WHAT THE TASK ASKS: Write the material out again in full, word for word. Do not include the pictures.

ENTRIES:
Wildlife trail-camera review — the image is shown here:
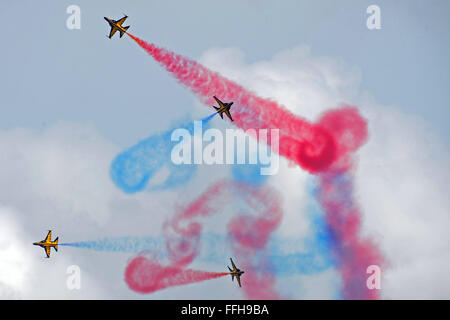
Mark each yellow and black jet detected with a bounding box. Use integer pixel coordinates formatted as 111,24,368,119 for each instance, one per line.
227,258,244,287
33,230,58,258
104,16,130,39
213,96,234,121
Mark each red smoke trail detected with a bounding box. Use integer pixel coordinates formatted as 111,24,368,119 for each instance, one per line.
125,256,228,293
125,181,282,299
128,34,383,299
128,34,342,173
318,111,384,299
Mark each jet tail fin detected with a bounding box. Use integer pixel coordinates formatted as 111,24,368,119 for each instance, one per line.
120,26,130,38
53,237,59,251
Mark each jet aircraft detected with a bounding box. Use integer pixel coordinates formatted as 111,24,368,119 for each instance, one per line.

FULL RESPONSE:
Wildlife trail-camera review — the image is shown here:
Mark each yellow and black jet detected with a bounding box. Use integer pixel coordinates formatted as 111,24,368,119 for each instance, one per line.
227,258,244,287
33,230,58,258
104,16,130,39
213,96,234,121
Mark each red smoke trail detected with a bounding box. Use integer pixel coordinates formatted as 111,24,368,119 for each instance, one per line.
125,256,228,293
125,181,282,299
128,34,383,299
128,34,342,173
318,111,384,299
Mark each jet tail fin detected with a bounding box. Use integer pixel coordinates formatted as 111,24,368,119 for each instance, one per line.
120,26,130,38
53,237,59,251
Mark each jet aircraft detected with a bounding box. Use integer pixel coordinates formatted as 111,24,368,119 for each instance, one per line.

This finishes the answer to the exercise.